Vehicle State. The vehicle state includes the location, rotation, and velocity. There are three approaches to presenting the state. The first one uses the frame stacked egocentric map to represent the velocity, using the map rotation to show the vehicle rotation, and maintaining the map centered around the vehicle. The second approach centers the map on the center of the reward line so that the vehicle’s movement also determines the rotation, and the relative location is calculated. Finally, the third approach is to input those features directly without rotating or translating the map. Our project implemented all three methods and chose the first one as the baseline.

Reward Line Generation. The reward line centers are along the planned trajectory and saved in a file. There are several trajectory designs, the center of the road, the minimum curvature line, and the car racing line. The project is currently using the centerline. After loading the centers, the direction of each reward line is calculated based on the direction normal to the direction from the last center to the current center. The centers are picked based on the set interval to have a different distance for different settings. The reward line is generated based on the location and direction with a length of 20. The value of the reward is calculated based on the distribution. We used a Gaussian distribution with a standard deviation of 10 to encourage the vehicle to go towards the center. After discovering that the car can learn the racing line in the long term, we switch the distribution back to uniform.

The reward lines are plotted on the map based on the vehicle’s relative location. Previously, the project used to only plot the following reward line. However, now, it plots all the reward lines within sight of the observation space to help the PPO agent with future planning.

Stacked OGM. Our simulation input data begins by grabbing a small portion of the complete environment map. In our case, the frame size is 84×84 pixels. Then we separate the perceived model input, a bird’s eye view of the environment-centered vehicle, and split them into individual channels. The Map Data channel contains the representation for collision borders. The Reward Data channel has the representation for the reward lines in front of the vehicle that has yet to be crossed. Finally, the Vehicle Data channel contains the representation of the car. Together, these three channels represent the frame data of a given point in time. We combine the current frame data with the frame data of three previous points in time to make the complete input data stack to our CNN model, as shown in figure 1. It should be noted that all four data frames have an ego-centric orientation with respect to the vehicle of the current data frame.

This method of stacking four frames at different points in time is crucial to our model’s perception of change over time. The model can ’see’ further and further into previous states in time by stacking additional frames and comparing the differences. This comparison leads to the perception of speed, change in direction over time, and even if the vehicle has some drift due to loss of traction.

Data excerpt:
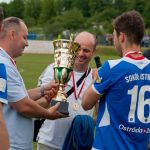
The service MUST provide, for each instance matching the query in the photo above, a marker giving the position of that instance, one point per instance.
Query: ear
(121, 37)
(12, 34)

Exercise objective:
Name every channel into which the excerpt above splits each frame of the stacked OGM input, and state what each channel represents.

Solved problem:
- Map Data: the collision borders.
- Reward Data: the reward lines in front of the vehicle that have yet to be crossed.
- Vehicle Data: the car.